> _Text shown_
+++++
The Internet as a Vehicle for Economic and Political Transformation
Some scholars and technologists have argued that the Internet can foster broad-based prosperity and healthier democratic life. In The Wealth of Networks, legal scholar Yochai Benkler argues that the networked information economy, when supported by legal and institutional arrangements that keep communication networks open, interoperable, and conducive to commons-based production, can enable large numbers of individuals and loosely coordinated groups to create, share, and innovate on information and cultural goods in ways that broaden economic opportunity, enhance individual autonomy, and deepen democratic participation, making more egalitarian and participatory forms of both markets and politics practically attainable rather than merely utopian.
Now, we’ll discuss how the public sphere has changed, sociopolitical polarization, legal and constitutional developments, socio-economic and political shifts, plus the future of truth and self-government.
The Transformation of the Public Sphere
Lepore explains that the digital age reshaped the public arena without making politics more democratic. It blurred the distinction between the ruling class and the general populace and accelerated political shifts that were already underway. A version of civic engagement through discussion and reflection had already been replaced by one of consumption and influence. With the Internet, that model yielded to a view of citizenship characterized by the extreme individualism of blogging, posting, and tweeting—elements of a new culture of narcissism—and by the intense aggregation of the analysis of information, instruments of a new authoritarianism.
(Shortform note: Historian Christopher Lasch was an early critic of the “culture of narcissism” in American public life. In his 1979 book of the same name, Lasch argued that the rise of consumerism and the decline of traditional values had led to a society in which individuals were more concerned with their own self-interest than with the common good. He argued that this shift had undermined the foundations of democracy by eroding the sense of shared purpose and civic engagement that had once characterized American society. Lasch’s analysis remains relevant today, as the rise of social media and the decline of traditional institutions have further exacerbated the trends he identified.)
Data collected online allowed websites, search engines, and eventually social media companies to profile "users" and—acting as companies selling products rather than as news organizations concerned with the public interest—to feed them only the news and views with which they agreed, and then to radicalize them. Gathering and analyzing data supplanted phone-based opinion polling.
(Shortform note: In The Age of Surveillance Capitalism, Shoshana Zuboff uses internal documents and interviews to show how companies use data to shape what users see. She argues that this data-driven approach has made traditional phone polling less useful because it’s slower and less detailed.)
+++++
> _Extracted data_
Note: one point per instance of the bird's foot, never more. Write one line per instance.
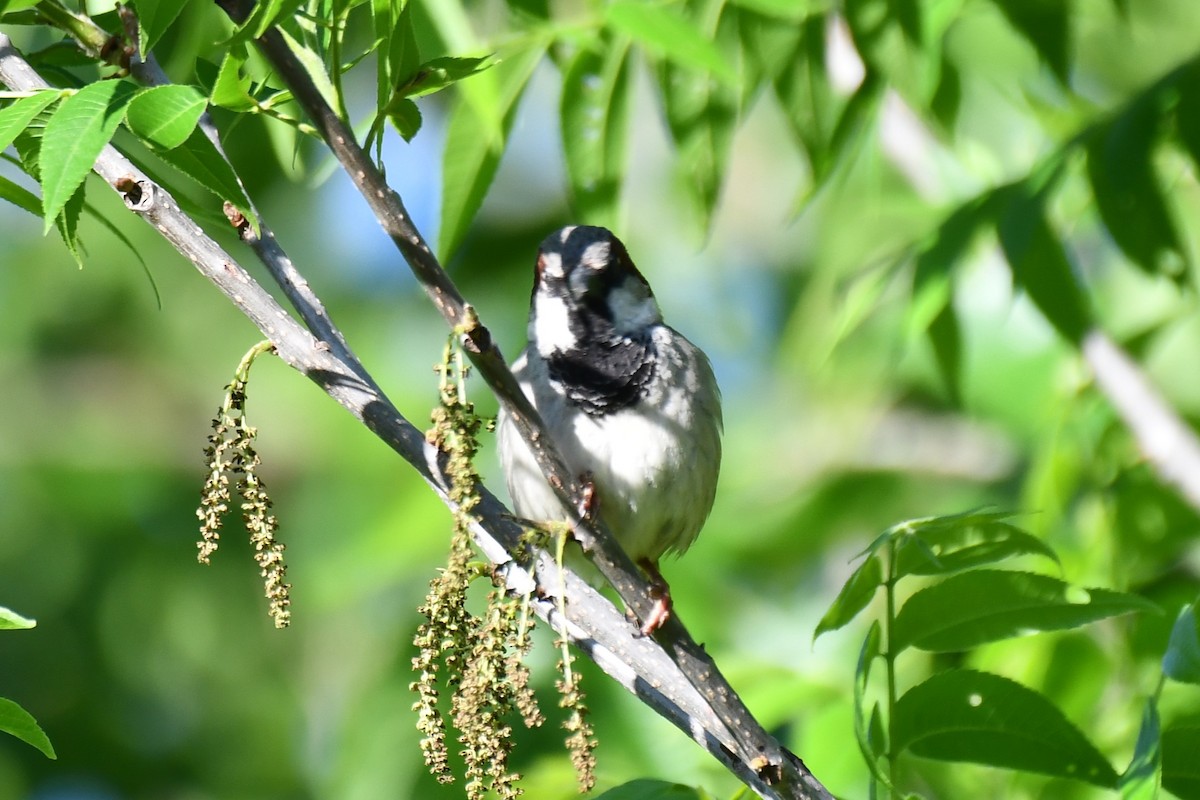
(660, 593)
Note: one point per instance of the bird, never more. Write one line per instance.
(631, 404)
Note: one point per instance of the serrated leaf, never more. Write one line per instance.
(1039, 264)
(961, 715)
(17, 116)
(791, 10)
(701, 115)
(1181, 661)
(21, 197)
(856, 594)
(21, 723)
(1129, 194)
(156, 17)
(663, 31)
(263, 16)
(982, 606)
(1181, 768)
(868, 729)
(166, 115)
(1045, 24)
(651, 789)
(199, 160)
(316, 68)
(594, 114)
(948, 545)
(11, 620)
(79, 128)
(406, 118)
(232, 88)
(1141, 780)
(473, 148)
(67, 223)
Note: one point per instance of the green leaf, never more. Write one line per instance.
(406, 118)
(437, 74)
(17, 116)
(868, 731)
(21, 723)
(1145, 773)
(973, 608)
(316, 68)
(957, 542)
(1181, 661)
(199, 160)
(7, 6)
(963, 715)
(1044, 23)
(155, 18)
(1181, 768)
(702, 114)
(166, 115)
(11, 620)
(790, 10)
(672, 36)
(473, 148)
(1039, 264)
(263, 16)
(594, 115)
(21, 197)
(232, 88)
(67, 223)
(75, 134)
(1129, 194)
(651, 789)
(856, 594)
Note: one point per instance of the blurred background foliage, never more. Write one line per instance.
(780, 215)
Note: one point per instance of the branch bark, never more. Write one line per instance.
(597, 626)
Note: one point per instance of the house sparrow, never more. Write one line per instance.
(631, 404)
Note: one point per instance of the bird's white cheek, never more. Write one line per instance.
(551, 325)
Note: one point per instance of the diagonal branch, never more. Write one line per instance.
(595, 625)
(755, 746)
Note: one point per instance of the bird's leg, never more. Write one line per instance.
(660, 593)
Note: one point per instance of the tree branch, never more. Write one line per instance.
(595, 625)
(756, 747)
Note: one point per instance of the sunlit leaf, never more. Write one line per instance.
(166, 115)
(156, 17)
(473, 152)
(11, 620)
(232, 88)
(1039, 264)
(594, 112)
(667, 34)
(17, 116)
(652, 789)
(21, 197)
(199, 160)
(856, 594)
(972, 608)
(21, 723)
(1129, 194)
(1045, 24)
(75, 134)
(1141, 780)
(67, 223)
(1181, 661)
(1181, 768)
(947, 545)
(963, 715)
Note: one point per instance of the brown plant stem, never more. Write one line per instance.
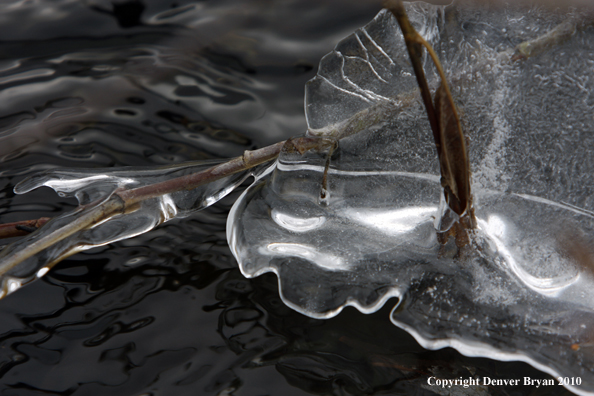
(444, 120)
(21, 228)
(122, 201)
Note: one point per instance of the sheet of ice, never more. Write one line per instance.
(93, 187)
(523, 288)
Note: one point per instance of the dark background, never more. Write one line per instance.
(99, 83)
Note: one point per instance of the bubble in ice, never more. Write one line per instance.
(355, 223)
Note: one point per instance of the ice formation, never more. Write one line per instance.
(523, 79)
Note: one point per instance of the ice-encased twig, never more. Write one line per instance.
(120, 203)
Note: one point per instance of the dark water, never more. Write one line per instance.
(94, 83)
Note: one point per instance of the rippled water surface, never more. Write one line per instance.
(94, 83)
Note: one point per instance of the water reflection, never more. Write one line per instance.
(100, 83)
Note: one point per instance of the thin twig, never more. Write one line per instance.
(21, 228)
(122, 201)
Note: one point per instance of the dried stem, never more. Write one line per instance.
(21, 228)
(122, 201)
(444, 120)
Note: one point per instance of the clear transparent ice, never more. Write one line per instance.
(523, 289)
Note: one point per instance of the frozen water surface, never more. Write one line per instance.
(523, 289)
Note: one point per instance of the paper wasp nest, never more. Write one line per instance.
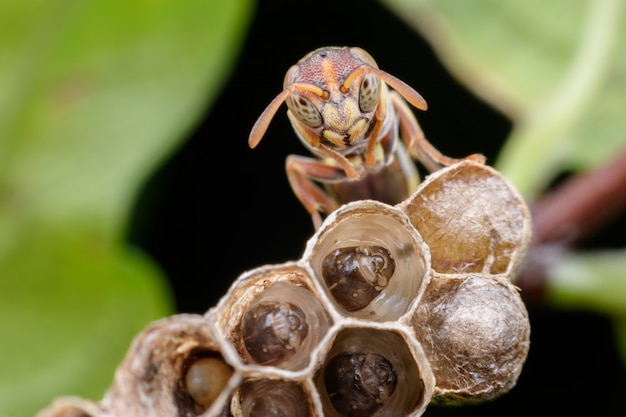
(390, 308)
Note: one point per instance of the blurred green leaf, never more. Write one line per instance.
(94, 95)
(70, 308)
(593, 280)
(557, 69)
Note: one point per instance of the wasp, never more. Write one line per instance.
(354, 118)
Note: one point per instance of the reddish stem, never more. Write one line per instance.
(568, 215)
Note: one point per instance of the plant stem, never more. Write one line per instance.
(568, 215)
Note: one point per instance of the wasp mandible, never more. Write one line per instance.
(342, 109)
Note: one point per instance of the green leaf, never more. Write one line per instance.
(592, 280)
(94, 95)
(69, 309)
(557, 69)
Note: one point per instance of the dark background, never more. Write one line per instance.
(218, 208)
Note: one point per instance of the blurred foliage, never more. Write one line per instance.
(558, 70)
(94, 95)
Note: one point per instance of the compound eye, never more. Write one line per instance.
(369, 93)
(304, 110)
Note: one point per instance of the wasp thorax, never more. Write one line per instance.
(273, 331)
(356, 275)
(359, 383)
(370, 260)
(274, 398)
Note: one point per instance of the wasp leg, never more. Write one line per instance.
(416, 142)
(301, 173)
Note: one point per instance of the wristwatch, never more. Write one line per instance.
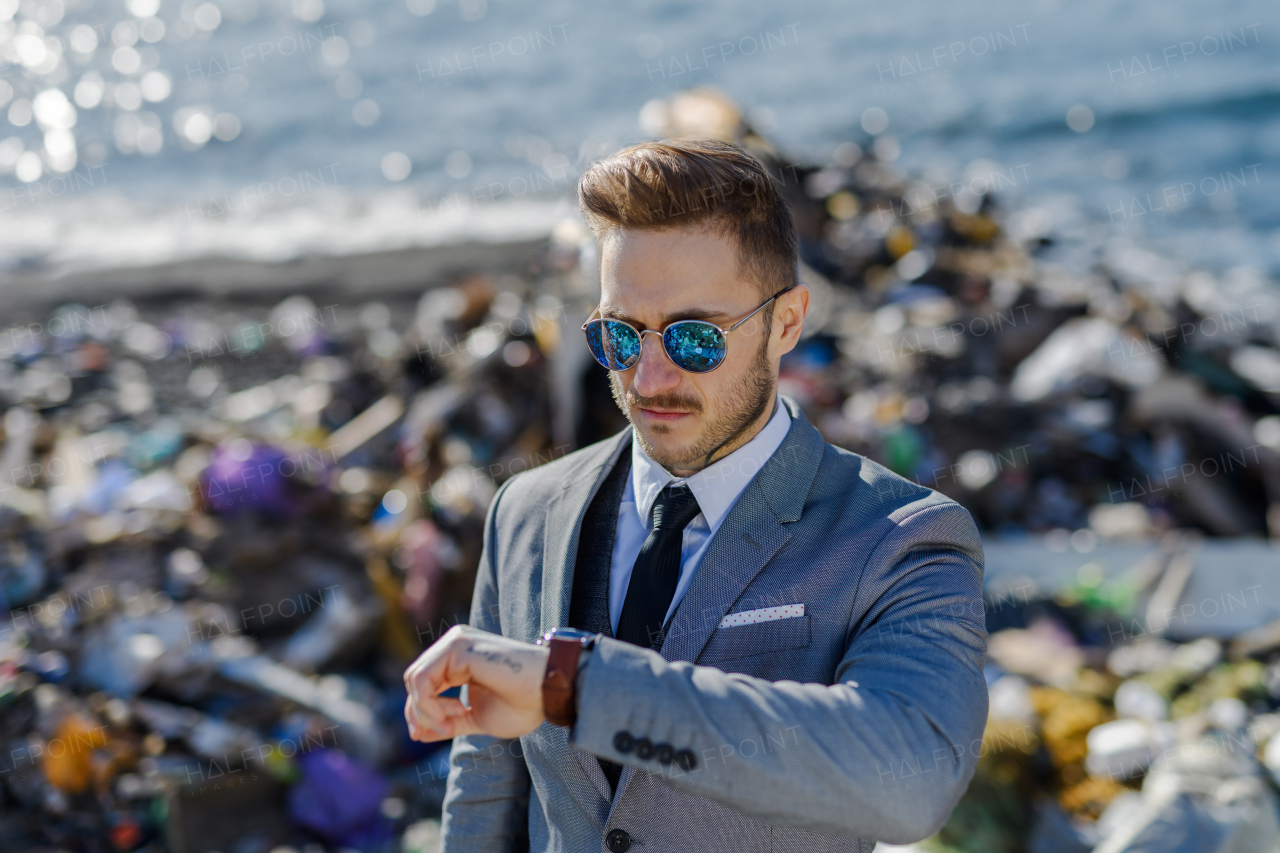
(558, 683)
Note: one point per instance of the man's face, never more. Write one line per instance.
(686, 420)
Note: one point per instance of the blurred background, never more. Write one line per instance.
(288, 288)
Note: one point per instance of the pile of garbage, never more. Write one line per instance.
(224, 533)
(1027, 363)
(225, 528)
(1116, 725)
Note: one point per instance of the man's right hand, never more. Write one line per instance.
(504, 687)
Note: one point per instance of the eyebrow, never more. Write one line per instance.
(691, 314)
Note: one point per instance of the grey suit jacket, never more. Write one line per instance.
(859, 721)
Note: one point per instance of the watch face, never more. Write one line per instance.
(566, 633)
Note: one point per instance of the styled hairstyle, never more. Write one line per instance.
(693, 182)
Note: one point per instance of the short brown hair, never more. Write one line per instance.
(679, 183)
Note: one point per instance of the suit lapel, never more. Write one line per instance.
(750, 536)
(563, 523)
(754, 530)
(561, 529)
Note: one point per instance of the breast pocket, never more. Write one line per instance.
(744, 642)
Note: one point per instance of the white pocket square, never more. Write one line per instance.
(762, 615)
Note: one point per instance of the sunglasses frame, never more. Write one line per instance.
(673, 323)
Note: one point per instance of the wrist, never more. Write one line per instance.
(568, 649)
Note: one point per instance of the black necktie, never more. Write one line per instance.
(657, 568)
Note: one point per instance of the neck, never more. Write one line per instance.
(740, 438)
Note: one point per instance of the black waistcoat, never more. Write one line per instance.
(589, 605)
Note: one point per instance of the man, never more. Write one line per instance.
(781, 642)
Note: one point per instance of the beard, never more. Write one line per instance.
(740, 406)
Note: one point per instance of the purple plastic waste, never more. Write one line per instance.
(338, 798)
(248, 477)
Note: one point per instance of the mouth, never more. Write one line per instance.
(663, 415)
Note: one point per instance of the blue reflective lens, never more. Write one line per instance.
(694, 346)
(615, 345)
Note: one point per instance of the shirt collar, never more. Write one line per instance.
(717, 486)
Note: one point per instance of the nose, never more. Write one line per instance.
(654, 372)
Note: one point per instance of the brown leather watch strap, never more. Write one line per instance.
(558, 683)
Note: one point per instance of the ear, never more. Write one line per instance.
(789, 313)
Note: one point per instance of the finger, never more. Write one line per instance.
(437, 670)
(434, 712)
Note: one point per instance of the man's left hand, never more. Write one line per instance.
(504, 687)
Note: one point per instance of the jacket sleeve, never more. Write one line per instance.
(885, 752)
(487, 799)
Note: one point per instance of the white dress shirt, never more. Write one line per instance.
(716, 488)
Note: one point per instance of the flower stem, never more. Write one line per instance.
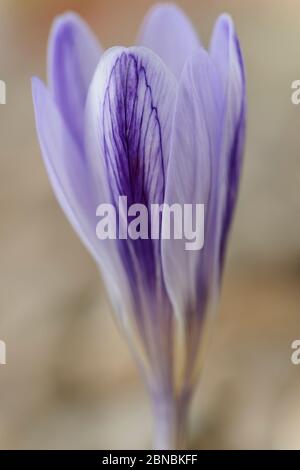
(170, 424)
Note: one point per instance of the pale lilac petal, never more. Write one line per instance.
(169, 33)
(73, 55)
(65, 166)
(226, 53)
(128, 123)
(189, 179)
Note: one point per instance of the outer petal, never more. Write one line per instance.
(73, 54)
(226, 53)
(128, 122)
(168, 32)
(65, 166)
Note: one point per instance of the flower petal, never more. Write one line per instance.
(168, 32)
(64, 164)
(193, 153)
(192, 168)
(226, 53)
(128, 122)
(73, 55)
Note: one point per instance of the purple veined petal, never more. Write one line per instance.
(226, 53)
(169, 33)
(72, 183)
(73, 54)
(128, 125)
(189, 181)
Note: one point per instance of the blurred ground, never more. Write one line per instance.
(69, 381)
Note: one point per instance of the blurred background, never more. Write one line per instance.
(69, 381)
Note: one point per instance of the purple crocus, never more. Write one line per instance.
(159, 122)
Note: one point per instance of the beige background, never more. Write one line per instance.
(69, 381)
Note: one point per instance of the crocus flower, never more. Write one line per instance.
(159, 122)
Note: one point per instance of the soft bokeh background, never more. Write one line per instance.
(70, 381)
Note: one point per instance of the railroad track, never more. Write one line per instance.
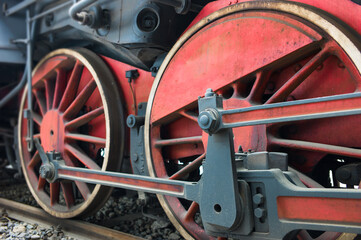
(73, 228)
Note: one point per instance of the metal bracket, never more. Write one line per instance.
(137, 153)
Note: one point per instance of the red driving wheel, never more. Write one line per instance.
(77, 112)
(252, 53)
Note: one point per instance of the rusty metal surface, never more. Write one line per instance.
(73, 228)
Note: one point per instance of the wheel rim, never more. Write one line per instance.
(75, 104)
(181, 112)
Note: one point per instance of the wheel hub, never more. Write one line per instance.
(52, 132)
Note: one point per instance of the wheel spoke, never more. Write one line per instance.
(67, 188)
(72, 86)
(34, 161)
(41, 101)
(190, 115)
(178, 141)
(49, 93)
(84, 119)
(82, 157)
(54, 193)
(37, 118)
(37, 135)
(86, 138)
(189, 168)
(80, 100)
(191, 212)
(300, 76)
(41, 183)
(60, 84)
(259, 86)
(316, 147)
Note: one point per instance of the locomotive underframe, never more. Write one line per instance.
(256, 190)
(239, 194)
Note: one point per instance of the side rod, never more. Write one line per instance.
(172, 188)
(214, 119)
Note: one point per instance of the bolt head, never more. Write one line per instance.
(204, 120)
(259, 212)
(258, 199)
(209, 93)
(345, 174)
(46, 171)
(207, 120)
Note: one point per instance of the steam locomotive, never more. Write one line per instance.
(243, 113)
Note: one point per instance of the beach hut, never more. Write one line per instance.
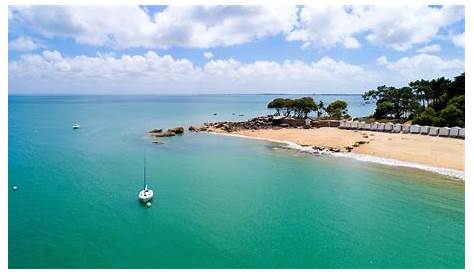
(367, 126)
(380, 126)
(354, 124)
(388, 127)
(454, 132)
(345, 124)
(444, 132)
(415, 129)
(405, 128)
(374, 126)
(434, 131)
(397, 128)
(342, 124)
(424, 130)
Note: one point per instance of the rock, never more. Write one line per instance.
(177, 130)
(197, 128)
(164, 134)
(155, 130)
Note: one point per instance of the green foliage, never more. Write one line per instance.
(392, 102)
(300, 107)
(438, 102)
(337, 109)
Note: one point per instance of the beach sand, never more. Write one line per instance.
(422, 149)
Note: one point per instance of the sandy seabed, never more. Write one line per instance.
(422, 150)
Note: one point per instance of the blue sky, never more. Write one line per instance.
(218, 49)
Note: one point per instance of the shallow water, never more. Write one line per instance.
(221, 202)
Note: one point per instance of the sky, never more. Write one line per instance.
(230, 49)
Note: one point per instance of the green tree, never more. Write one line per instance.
(337, 109)
(320, 109)
(278, 104)
(453, 116)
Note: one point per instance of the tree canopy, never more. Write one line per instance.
(337, 109)
(438, 102)
(302, 107)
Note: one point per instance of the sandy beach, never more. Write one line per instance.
(422, 149)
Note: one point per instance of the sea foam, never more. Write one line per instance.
(360, 157)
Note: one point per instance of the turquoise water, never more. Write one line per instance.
(221, 202)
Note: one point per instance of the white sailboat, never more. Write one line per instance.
(145, 195)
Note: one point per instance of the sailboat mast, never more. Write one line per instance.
(144, 171)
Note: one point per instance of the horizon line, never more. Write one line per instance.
(169, 94)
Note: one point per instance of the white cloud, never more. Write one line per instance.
(458, 40)
(151, 73)
(131, 26)
(208, 55)
(425, 66)
(396, 27)
(382, 60)
(430, 48)
(23, 43)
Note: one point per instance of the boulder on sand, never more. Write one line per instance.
(197, 128)
(177, 130)
(155, 130)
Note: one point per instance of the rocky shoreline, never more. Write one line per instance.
(257, 123)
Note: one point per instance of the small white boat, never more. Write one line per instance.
(145, 195)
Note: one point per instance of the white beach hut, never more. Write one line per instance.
(406, 128)
(415, 129)
(424, 130)
(380, 127)
(374, 126)
(444, 132)
(434, 131)
(354, 124)
(397, 128)
(454, 132)
(367, 126)
(388, 127)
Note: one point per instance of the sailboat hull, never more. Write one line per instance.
(145, 195)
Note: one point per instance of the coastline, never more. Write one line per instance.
(357, 154)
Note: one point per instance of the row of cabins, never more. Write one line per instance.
(455, 132)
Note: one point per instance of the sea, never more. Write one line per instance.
(220, 201)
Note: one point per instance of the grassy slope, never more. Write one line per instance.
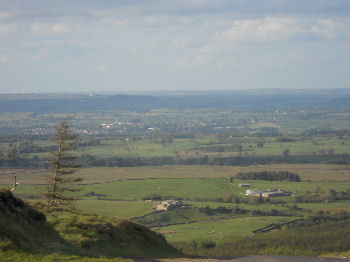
(73, 233)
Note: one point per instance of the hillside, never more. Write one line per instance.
(25, 231)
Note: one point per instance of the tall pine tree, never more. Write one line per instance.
(62, 165)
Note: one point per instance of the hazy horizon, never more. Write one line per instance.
(167, 46)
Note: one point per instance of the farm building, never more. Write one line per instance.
(253, 192)
(268, 193)
(274, 193)
(168, 205)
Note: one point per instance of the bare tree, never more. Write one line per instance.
(62, 165)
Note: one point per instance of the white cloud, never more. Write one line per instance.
(207, 49)
(47, 29)
(6, 29)
(179, 43)
(181, 63)
(4, 58)
(270, 29)
(6, 15)
(327, 28)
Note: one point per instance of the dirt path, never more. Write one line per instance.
(252, 259)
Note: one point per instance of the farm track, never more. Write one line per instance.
(252, 259)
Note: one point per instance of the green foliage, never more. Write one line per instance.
(61, 165)
(269, 176)
(312, 237)
(23, 229)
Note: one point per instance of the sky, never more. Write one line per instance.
(148, 45)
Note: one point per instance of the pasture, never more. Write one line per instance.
(118, 192)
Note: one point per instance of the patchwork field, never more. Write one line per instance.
(119, 192)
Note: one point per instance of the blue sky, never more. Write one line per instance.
(127, 46)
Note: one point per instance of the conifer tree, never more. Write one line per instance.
(62, 165)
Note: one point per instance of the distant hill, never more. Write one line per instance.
(250, 99)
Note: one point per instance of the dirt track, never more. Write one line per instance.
(253, 259)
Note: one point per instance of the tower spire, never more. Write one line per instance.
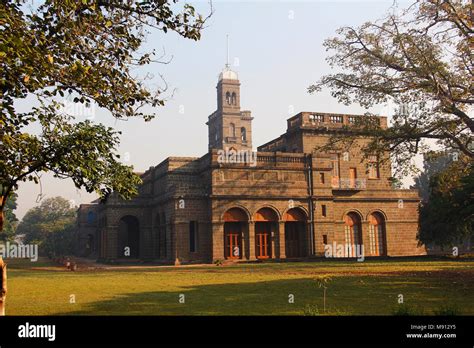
(227, 64)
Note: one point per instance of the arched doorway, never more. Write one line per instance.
(295, 233)
(90, 247)
(377, 235)
(266, 221)
(158, 236)
(235, 221)
(129, 237)
(352, 233)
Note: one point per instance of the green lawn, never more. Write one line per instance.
(368, 288)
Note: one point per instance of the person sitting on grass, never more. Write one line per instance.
(3, 285)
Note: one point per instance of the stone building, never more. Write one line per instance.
(287, 200)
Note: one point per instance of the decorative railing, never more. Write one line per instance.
(348, 183)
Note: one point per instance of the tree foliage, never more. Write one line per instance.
(11, 221)
(50, 225)
(447, 212)
(85, 51)
(420, 59)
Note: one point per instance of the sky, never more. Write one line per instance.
(276, 47)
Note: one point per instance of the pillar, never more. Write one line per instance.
(281, 239)
(217, 240)
(251, 255)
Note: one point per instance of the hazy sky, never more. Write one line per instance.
(276, 48)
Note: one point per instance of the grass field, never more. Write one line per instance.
(428, 286)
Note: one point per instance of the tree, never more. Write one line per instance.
(84, 51)
(11, 220)
(50, 225)
(447, 216)
(434, 163)
(422, 60)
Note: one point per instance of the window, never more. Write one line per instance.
(243, 132)
(352, 177)
(335, 170)
(373, 168)
(193, 230)
(335, 165)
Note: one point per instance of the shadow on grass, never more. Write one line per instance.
(345, 296)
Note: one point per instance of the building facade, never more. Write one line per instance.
(287, 200)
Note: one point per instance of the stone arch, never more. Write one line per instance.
(237, 207)
(269, 207)
(129, 237)
(266, 231)
(352, 233)
(299, 207)
(378, 211)
(232, 129)
(296, 232)
(243, 134)
(377, 234)
(236, 220)
(354, 211)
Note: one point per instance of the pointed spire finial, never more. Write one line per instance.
+++++
> _Given task 1_
Name every person mentioned in the text on the Internet and political transformation.
> _Given task 2_
Filter the rows, keeping every line that contains the string "spire".
The text and the rows have no connection to each other.

> _Exercise response 1_
Yochai Benkler, Lepore, Christopher Lasch, Shoshana Zuboff

> _Exercise response 2_
Note: one point per instance of the tower spire, never more. Write one line per instance.
Note: one point per instance of the pointed spire finial, never more. Write one line per instance.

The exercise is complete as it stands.